===== PAGE EXTRACT

Here’s a meaningful article that I came across back near Valentine’s Day. I meant to post it then, but then it slipped my mind and remained in the draft folder. It’s an honest and good read that I really appreciate that calls us to focus on What we need to focus on while we’re here on this planet.
You may be thinking, “I’m just a high schooler. I don’t need to think about this right now.” Perhaps. But I’m always interested in reading not just about what I’m going through in the present, but preparing myself for issues to consider in the future, whether by me or by others. I also like to read about issues that others may be dealing with today. If that resonates with you, read on. – Arthur
If God Made Woman for Man, Then What Is God’s Plan for Singleness?

==========
===== ENTRIES SUPPLIED

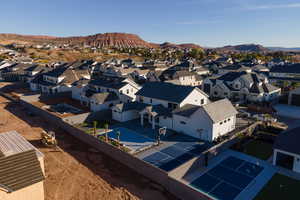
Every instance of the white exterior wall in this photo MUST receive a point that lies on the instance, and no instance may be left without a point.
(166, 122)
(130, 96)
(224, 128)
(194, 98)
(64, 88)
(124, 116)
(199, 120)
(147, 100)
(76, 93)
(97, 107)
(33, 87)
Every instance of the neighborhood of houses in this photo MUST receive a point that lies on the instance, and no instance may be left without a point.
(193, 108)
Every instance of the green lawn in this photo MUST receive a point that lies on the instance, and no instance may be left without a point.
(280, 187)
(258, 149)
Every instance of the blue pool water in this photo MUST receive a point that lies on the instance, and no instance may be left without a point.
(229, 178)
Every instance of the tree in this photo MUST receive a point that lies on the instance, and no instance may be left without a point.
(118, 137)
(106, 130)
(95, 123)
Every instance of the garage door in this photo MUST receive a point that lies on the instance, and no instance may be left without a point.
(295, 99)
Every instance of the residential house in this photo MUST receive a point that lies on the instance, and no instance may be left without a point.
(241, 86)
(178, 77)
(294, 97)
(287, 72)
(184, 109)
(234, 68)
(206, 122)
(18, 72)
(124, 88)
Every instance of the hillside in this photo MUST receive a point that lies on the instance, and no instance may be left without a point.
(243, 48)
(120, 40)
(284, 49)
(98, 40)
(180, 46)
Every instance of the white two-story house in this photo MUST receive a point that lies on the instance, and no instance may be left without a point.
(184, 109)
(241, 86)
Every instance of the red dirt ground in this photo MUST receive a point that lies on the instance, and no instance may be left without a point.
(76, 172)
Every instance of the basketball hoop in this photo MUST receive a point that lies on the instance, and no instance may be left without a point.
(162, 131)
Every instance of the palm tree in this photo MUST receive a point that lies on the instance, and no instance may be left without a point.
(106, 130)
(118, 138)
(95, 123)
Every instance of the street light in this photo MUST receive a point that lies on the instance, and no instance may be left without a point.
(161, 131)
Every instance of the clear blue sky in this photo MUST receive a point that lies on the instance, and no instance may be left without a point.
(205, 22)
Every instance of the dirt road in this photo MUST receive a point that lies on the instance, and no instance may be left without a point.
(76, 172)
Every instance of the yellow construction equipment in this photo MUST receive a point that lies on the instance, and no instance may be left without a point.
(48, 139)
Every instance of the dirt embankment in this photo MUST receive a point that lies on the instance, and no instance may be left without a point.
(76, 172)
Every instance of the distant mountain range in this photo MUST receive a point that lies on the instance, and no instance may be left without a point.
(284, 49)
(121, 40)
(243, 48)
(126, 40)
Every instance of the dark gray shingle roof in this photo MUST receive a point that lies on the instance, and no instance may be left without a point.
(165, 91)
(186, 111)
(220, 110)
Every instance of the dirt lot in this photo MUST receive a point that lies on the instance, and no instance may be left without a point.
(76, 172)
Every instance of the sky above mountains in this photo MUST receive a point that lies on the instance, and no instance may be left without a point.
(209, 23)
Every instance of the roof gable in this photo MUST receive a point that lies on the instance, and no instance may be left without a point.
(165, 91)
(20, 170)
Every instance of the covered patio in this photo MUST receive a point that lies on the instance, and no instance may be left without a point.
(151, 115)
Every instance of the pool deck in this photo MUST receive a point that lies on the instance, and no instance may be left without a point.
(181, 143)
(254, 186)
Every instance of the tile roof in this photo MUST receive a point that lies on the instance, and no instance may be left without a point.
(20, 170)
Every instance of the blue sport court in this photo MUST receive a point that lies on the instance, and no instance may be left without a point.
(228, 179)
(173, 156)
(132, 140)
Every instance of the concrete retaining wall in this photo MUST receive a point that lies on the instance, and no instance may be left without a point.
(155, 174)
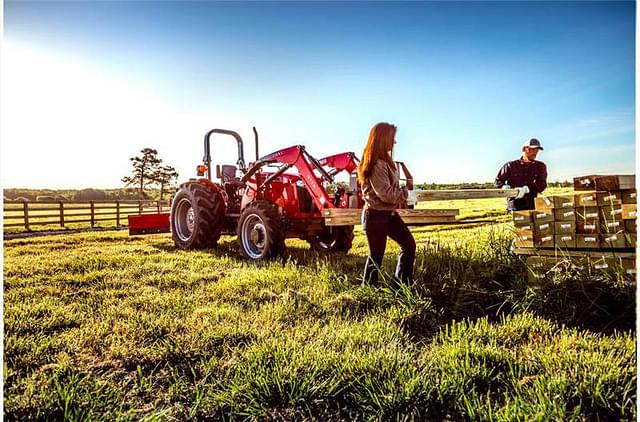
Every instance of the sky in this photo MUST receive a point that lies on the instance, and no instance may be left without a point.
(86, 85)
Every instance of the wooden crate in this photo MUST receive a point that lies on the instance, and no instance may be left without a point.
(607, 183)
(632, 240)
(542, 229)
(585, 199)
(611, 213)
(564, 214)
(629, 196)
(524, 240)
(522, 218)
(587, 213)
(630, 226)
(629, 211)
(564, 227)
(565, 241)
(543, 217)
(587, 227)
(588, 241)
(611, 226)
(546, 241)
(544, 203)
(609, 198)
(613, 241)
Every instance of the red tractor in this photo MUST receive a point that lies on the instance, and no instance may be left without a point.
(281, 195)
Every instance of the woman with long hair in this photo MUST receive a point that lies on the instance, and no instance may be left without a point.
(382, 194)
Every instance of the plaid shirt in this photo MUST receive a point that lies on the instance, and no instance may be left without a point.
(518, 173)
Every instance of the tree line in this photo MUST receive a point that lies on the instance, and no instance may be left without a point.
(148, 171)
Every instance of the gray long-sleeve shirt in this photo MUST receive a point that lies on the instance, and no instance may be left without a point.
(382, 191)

==========

● **TO DO**
(a) Write out the blog introduction from "Here’s a meaningful" up to and including "Plan for Singleness?".
(b) According to the blog introduction, why was the article not posted around Valentine's Day?
This listing comes from a separate source.

● **ANSWERS FOR THIS EXERCISE**
(a)
Here’s a meaningful article that I came across back near Valentine’s Day. I meant to post it then, but then it slipped my mind and remained in the draft folder. It’s an honest and good read that I really appreciate that calls us to focus on What we need to focus on while we’re here on this planet.
You may be thinking, “I’m just a high schooler. I don’t need to think about this right now.” Perhaps. But I’m always interested in reading not just about what I’m going through in the present, but preparing myself for issues to consider in the future, whether by me or by others. I also like to read about issues that others may be dealing with today. If that resonates with you, read on. – Arthur
If God Made Woman for Man, Then What Is God’s Plan for Singleness?

(b) The writer meant to post it then, but it slipped their mind and stayed in the draft folder.